_DATA SHOWN_
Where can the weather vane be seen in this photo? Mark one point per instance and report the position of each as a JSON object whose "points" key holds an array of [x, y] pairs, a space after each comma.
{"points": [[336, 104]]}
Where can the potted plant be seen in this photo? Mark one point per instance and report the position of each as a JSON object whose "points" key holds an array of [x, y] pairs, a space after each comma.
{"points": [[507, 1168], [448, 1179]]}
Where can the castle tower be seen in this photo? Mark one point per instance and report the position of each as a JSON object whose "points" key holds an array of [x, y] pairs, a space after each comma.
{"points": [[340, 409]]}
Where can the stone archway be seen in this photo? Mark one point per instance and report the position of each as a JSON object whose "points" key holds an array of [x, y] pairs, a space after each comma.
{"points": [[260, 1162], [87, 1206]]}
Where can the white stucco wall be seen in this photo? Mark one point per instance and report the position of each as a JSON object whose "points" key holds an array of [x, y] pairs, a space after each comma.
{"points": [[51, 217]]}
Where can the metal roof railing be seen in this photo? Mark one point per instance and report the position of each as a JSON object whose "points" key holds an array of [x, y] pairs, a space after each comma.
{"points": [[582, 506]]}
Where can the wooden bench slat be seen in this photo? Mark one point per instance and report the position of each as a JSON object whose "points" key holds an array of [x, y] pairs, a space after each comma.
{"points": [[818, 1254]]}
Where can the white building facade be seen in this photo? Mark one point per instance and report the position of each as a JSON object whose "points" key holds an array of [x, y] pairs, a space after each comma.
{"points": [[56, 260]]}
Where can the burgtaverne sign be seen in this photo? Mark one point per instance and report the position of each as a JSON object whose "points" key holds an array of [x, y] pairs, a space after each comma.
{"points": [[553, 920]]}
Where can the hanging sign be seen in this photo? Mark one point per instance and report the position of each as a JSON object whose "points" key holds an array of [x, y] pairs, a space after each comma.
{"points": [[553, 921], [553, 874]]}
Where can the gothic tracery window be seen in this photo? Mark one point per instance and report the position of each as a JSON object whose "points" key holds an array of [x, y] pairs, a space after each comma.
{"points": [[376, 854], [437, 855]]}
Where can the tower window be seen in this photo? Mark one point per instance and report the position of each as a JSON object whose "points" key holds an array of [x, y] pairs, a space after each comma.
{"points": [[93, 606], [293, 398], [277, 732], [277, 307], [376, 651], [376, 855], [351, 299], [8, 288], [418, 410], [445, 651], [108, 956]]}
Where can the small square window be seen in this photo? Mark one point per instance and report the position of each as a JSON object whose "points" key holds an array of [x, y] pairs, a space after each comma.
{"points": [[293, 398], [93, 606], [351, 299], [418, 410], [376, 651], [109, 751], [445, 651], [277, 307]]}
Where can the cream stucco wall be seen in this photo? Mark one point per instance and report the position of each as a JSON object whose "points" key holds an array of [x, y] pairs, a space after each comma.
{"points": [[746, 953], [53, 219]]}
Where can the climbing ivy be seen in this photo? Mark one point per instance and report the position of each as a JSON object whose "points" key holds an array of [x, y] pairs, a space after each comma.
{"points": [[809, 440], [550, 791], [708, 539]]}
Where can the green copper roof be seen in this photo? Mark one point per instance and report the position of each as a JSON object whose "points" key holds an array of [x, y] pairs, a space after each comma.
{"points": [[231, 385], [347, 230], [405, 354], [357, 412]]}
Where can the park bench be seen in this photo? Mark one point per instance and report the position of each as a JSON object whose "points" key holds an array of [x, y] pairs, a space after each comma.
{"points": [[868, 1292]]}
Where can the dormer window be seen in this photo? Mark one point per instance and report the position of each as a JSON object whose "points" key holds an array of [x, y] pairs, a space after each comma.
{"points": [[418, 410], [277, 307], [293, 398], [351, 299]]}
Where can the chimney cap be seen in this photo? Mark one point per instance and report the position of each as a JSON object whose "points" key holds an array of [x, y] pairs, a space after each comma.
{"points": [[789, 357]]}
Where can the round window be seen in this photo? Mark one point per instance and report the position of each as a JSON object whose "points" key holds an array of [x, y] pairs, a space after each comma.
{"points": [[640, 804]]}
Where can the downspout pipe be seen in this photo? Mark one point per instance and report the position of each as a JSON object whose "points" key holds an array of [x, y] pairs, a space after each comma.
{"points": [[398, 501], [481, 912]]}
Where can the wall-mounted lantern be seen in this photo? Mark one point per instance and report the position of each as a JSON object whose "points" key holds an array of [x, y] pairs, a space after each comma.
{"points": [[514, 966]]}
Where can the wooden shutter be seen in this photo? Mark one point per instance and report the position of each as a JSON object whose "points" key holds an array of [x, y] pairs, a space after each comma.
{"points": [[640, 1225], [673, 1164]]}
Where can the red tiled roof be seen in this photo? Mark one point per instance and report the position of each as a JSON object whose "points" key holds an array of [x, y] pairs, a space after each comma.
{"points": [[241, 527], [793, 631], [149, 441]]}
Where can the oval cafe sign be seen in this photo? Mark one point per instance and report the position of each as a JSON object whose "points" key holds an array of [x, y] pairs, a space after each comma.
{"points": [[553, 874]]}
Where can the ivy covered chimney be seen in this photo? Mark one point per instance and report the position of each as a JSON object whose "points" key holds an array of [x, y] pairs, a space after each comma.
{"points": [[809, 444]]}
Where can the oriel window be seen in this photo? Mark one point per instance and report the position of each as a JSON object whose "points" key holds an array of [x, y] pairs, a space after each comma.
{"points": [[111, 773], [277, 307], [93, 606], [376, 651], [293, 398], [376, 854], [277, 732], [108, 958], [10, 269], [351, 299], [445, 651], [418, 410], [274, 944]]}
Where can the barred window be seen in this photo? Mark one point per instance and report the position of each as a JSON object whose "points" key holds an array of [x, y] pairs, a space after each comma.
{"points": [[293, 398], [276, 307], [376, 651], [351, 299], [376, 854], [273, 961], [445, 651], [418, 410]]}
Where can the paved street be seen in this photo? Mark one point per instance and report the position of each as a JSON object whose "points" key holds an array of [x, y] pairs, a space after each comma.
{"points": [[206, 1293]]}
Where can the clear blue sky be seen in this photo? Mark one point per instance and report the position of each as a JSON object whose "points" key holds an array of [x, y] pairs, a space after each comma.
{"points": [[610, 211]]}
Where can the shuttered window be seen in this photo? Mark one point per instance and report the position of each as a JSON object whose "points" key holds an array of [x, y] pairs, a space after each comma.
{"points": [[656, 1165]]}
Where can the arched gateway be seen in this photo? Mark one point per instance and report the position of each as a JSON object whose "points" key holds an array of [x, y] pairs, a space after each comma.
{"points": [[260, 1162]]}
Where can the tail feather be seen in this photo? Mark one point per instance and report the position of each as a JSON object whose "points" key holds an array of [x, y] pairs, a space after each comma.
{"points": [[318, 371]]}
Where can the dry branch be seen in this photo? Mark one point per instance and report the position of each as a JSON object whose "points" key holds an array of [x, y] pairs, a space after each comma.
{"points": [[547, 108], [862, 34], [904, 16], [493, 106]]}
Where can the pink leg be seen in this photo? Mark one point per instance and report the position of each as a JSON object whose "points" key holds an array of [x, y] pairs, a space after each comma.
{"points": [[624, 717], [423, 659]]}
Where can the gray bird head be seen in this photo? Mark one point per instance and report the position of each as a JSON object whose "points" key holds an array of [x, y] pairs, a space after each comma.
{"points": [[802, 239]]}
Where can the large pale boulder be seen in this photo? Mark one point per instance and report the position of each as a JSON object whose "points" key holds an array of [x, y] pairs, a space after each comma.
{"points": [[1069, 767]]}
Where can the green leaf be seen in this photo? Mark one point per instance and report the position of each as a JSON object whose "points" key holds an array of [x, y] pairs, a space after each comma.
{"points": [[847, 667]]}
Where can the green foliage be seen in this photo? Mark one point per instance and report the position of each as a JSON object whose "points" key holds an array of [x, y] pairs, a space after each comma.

_EXERCISE AIM_
Make an exact copy of every record in the listing.

_ANSWER TO THIS TASK_
Where can the weather vane be seen in this photo? Mark one point per instance and report the position of each as a JSON object whose "points" key holds an array of [x, y] pairs, a space after each comma.
{"points": [[336, 104]]}
Where can the potted plant be seen in this photo? Mark one point per instance and report the position of each as a JSON object whose "points" key holds an array of [x, y] pairs, a space after each comma.
{"points": [[507, 1168], [448, 1179]]}
Where can the castle tower be seen in this photo? Mark one point per instance and report the position of each as a JSON object whose "points" key holds an array of [x, y] pairs, a space after each comma.
{"points": [[340, 409]]}
Where can the stone archway be seen in this photo? Mark one point per instance and report the position of each as a JSON object whose "points" key holds an array of [x, y] pairs, a space after each comma.
{"points": [[260, 1162], [87, 1206]]}
Where can the white stucco wall be seen in this photo? Mark one point per instance and report the position of each as a JSON object whose "points" key holds an array of [x, y] pairs, a space after each comma.
{"points": [[51, 217]]}
Where can the metal roof railing be seen in this photo? Mark one point per instance and report the position of each as a JSON object whose "points" key holds an array of [x, y] pairs, a space after each comma.
{"points": [[582, 506]]}
Where can the wooden bench slat be seen in this photo? Mark one point per instance and report the position of each as a JSON object whose "points" key holds an array of [x, y] pairs, a space after each comma.
{"points": [[818, 1254]]}
Where can the white building facade be seen in this photo? Mark one point per instance and report the position of each as a JSON object whose "points" key holds an array of [x, y] pairs, a space after each comma.
{"points": [[56, 260]]}
Where can the burgtaverne sign be seen in this photo? Mark one point per instance and report the position of each as a JSON object whose "points" key holds an array of [x, y] pairs, a space after each comma.
{"points": [[553, 920]]}
Where can the hanging sign be seen in this photo? Mark one point per instance and report the position of each as a JSON object whose "points" key holds an array of [x, y] pairs, a space after each comma.
{"points": [[553, 921], [553, 874]]}
Where can the gothic tracery window be seen in this photo? Mark one point per instance and report the position of each as a JSON object whose "points" key holds an array of [x, y] pairs, a space after each comma.
{"points": [[376, 854], [437, 855]]}
Where can the tower window be seen in this photo? Mark one point per instance and report the position of each as a JSON object whose "points" key holds an array of [x, y] pairs, a space after each comma.
{"points": [[93, 606], [293, 398], [277, 732], [277, 307], [376, 651], [376, 855], [351, 299], [8, 288], [418, 410], [445, 651], [108, 956]]}
Where can the small square window be seen in this photo? Mark one point per instance and report the position of each as a JSON object whose "points" key holds an array of [x, y] pairs, a space after each comma.
{"points": [[293, 398], [93, 606], [351, 299], [418, 410], [376, 651], [109, 751], [445, 651], [277, 307]]}
Where can the cream stucco wall be seen in this photo? Mark one point per instance and report the position of each as a JSON object whose "points" key holds an array of [x, y] pairs, a space after each comma.
{"points": [[746, 953], [53, 219]]}
Where can the climbing ivy be seen in this photo? Mark one point per instance and report the position of each as a JSON object whose "points" key holds an array of [x, y] pairs, a space after each comma.
{"points": [[809, 440], [550, 791], [708, 539]]}
Where can the green copper roof be seen in this photo? Mark one point per instance and report the position of each as a JSON object whose "points" key holds an array of [x, y] pairs, a space after each comma.
{"points": [[231, 385], [347, 230], [405, 354], [357, 412]]}
Where can the park bench be seen in this photo? Mark one point per instance and report the position of each as a JSON object whose "points" key holds an array of [x, y] pairs, a space after each comma.
{"points": [[868, 1292]]}
Where can the dormer window be seen in this photo? Mark one point per instance and report the position of each as a JSON object whose "points" key holds an array of [x, y] pairs, a space after each comma.
{"points": [[418, 410], [277, 307], [293, 398], [351, 299]]}
Where can the chimney cap be seen in this photo? Mark one point per instance and report the position of each as a JSON object whose "points" key holds an array of [x, y] pairs, a space after each comma.
{"points": [[789, 357]]}
Where can the round window be seen in this photo? Mark one point per instance and report the position of each as a JSON object whose "points" key holds an array of [x, y] pairs, a space after each comma.
{"points": [[640, 804]]}
Where can the downspout pipe be seen in this photo? Mark one point per instance and report the position of each as a JSON object whose "points" key holds an array of [x, y] pairs, a space after each comma.
{"points": [[398, 501], [481, 912]]}
Where can the wall-mounted lantern be seen in this photo? Mark one point per instance and report the position of each as a JSON object whose "points" key holds an array of [x, y] pairs, a space after each comma.
{"points": [[514, 966]]}
Where can the wooden shutter be seen in this photo? Mark one point per instance and report the position of each as a JSON object whose "points" key holds an array of [x, y] pairs, a space after each comma.
{"points": [[640, 1225], [673, 1164]]}
Where can the red tiled roof be seen in this photo? Mark one point per instance and report the position of each as a JSON object whose "points" key holds an array of [x, y] pairs, a space after each comma.
{"points": [[241, 527], [793, 631], [149, 441]]}
Where can the oval cafe sign be seen in this photo? Mark one point per instance and report the position of each as a JSON object whose "points" key holds an array of [x, y] pairs, a space after each comma.
{"points": [[553, 874]]}
Where can the ivy covered chimney be seen in this photo? Mark one point per instance and report the position of each as a JSON object whose "points" key holds an array of [x, y] pairs, a space after each comma.
{"points": [[809, 444]]}
Where can the oriel window be seen in this photo? Mark one point per instance and report the position of each as a JSON object whose "points" key holds an array of [x, y] pairs, a space after each comma.
{"points": [[111, 773], [277, 307], [93, 606], [376, 651], [293, 398], [376, 854], [277, 732], [108, 958], [10, 269], [351, 299], [445, 651], [418, 410], [274, 944]]}
Where can the barred window be seen in this photo? Mark one point per instance and report the position of each as a JSON object whose "points" key holds an array of [x, y] pairs, a space after each comma.
{"points": [[293, 398], [276, 307], [376, 651], [351, 299], [376, 854], [273, 961], [445, 651], [418, 410]]}
Where can the paved street be seen in this photo? Mark one point per instance and report the position of each as a JSON object whose "points" key holds an array of [x, y] pairs, a space after each comma.
{"points": [[206, 1293]]}
Where can the clear blue sky be seen in this photo? Mark one point per instance and report the position of each as a JSON object whose "points" key holds an array of [x, y] pairs, a space after each comma.
{"points": [[610, 211]]}
Where can the shuttered window be seen in this photo? Mark one point per instance and report the position of each as a JSON object whose "points" key holds an array of [x, y] pairs, a space after each comma.
{"points": [[656, 1165]]}
Where can the arched gateway be seen in this photo? Mark one point per instance and report the position of each as a JSON object whose "points" key holds an array of [x, y] pairs, a space after each comma.
{"points": [[260, 1162]]}
Where can the tail feather be seen in this photo? Mark one point per instance and report the position of each as a JSON object whose "points" key holds an array of [x, y] pairs, a space after each comma.
{"points": [[318, 371]]}
Where can the dry branch be seen in this photo? Mark one point per instance and report the position of each as a JSON object whose "points" key holds an array of [x, y] pairs, a space after each comma.
{"points": [[547, 108], [862, 34], [904, 16], [493, 106]]}
Where can the pink leg be seen in this photo? Mark one point per instance and report the position of each as a JSON object whose "points" key holds an array of [x, y] pairs, a space after each comma.
{"points": [[624, 717], [423, 659]]}
Where can the gray bird head be seen in this photo? Mark one point per instance and report the position of each as a JSON object whose "points" key holds an array of [x, y] pairs, a space after each comma.
{"points": [[802, 239]]}
Where can the large pale boulder be seen in this photo? Mark one point per instance and report the position of each as a JSON object whose "points" key holds an array of [x, y] pairs, a space after each comma.
{"points": [[1069, 767]]}
Where can the green leaf be seen in this photo? Mark one point per instance and report the position of each as a JSON object whose "points" key holds an array of [x, y] pairs, a space after each comma.
{"points": [[847, 667]]}
Where can the green foliage be seen in this photo? Mark one point per instance and report the position of each as a JSON object whose "points" key holds an array of [x, y] pairs, a space after each comma.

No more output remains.